━━ TESTO DELLA PAGINA ━━

Perché questa onnipresenza? Forse un delirante dolorismo ecclesiale? Tutt’altro: è sguardo pasquale!
Lo avevano capito bene i primi cristiani, che fino al IV sec. non osavano utilizzare questo simbolo, segno di obbrobrio e di disprezzo, ma appena cessate le persecuzioni, lo adottarono come segno di gloria e di resurrezione: divenne il trofeo di vittoria (trophaeum=l’armatura del nemico appesa a un tronco, dall’aspetto cruciforme), perché Cristo è tornato dalla morte e ne custodisce ora le chiavi (Ap. 1,18); la crux invicta e il labarum di chi cercava la vittoria; in essa fu riconosciuto l’albero della vita (Gn 2,9) e la regalità di Cristo sull’universo (Fil 2,10).
Furono i cristiani siriaci a collocarla per primi sull’altare (V sec.) e nella Chiesa latina arrivò solo nell’XI sec.; a tutt’oggi, deve avere due requisiti: portare l’immagine del crocifisso (perché non è la croce in se stessa che salva, ma il Crocifisso offertosi per amore) ed essere ben visibile sia dal sacerdote che dal popolo (Ordo Generale Messa Romana).

━━━
━━ SEZIONE DATI ━━

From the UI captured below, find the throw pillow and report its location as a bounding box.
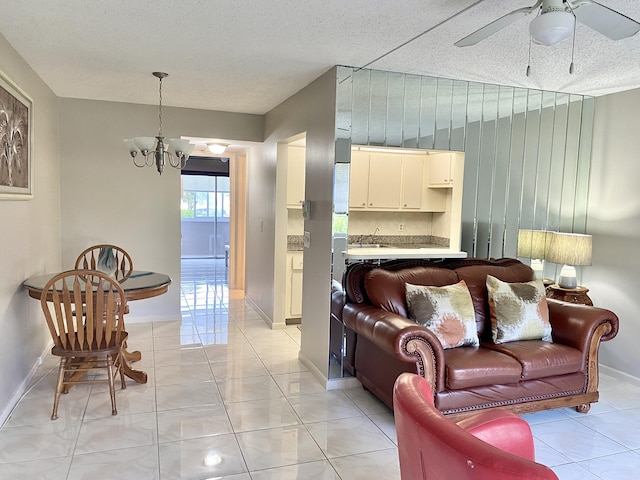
[406,281,479,348]
[487,275,552,343]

━━━

COMPITO A:
Secondo il testo sulla croce, chi furono i primi a collocare la croce sull'altare?
COMPITO B:
Riassumi il testo sulla croce in due frasi.
COMPITO C:
Riporta senza alcuna modifica la parte del testo sulla croce che comincia con le parole contenenti "Perché questa onnipresenza?" e termina con "sull’universo (Fil 2,10).".

RISULTATO A:
I cristiani siriaci, nel V secolo.

RISULTATO B:
Fino al IV secolo i primi cristiani non osavano usare la croce, segno di obbrobrio e di disprezzo, ma, cessate le persecuzioni, la adottarono come segno di gloria e di resurrezione. Posta per prima sull'altare dai cristiani siriaci nel V secolo e giunta nella Chiesa latina nell'XI, la croce d'altare deve ancora oggi portare l'immagine del crocifisso ed essere ben visibile sia dal sacerdote sia dal popolo.

RISULTATO C:
Perché questa onnipresenza? Forse un delirante dolorismo ecclesiale? Tutt’altro: è sguardo pasquale!
Lo avevano capito bene i primi cristiani, che fino al IV sec. non osavano utilizzare questo simbolo, segno di obbrobrio e di disprezzo, ma appena cessate le persecuzioni, lo adottarono come segno di gloria e di resurrezione: divenne il trofeo di vittoria (trophaeum=l’armatura del nemico appesa a un tronco, dall’aspetto cruciforme), perché Cristo è tornato dalla morte e ne custodisce ora le chiavi (Ap. 1,18); la crux invicta e il labarum di chi cercava la vittoria; in essa fu riconosciuto l’albero della vita (Gn 2,9) e la regalità di Cristo sull’universo (Fil 2,10).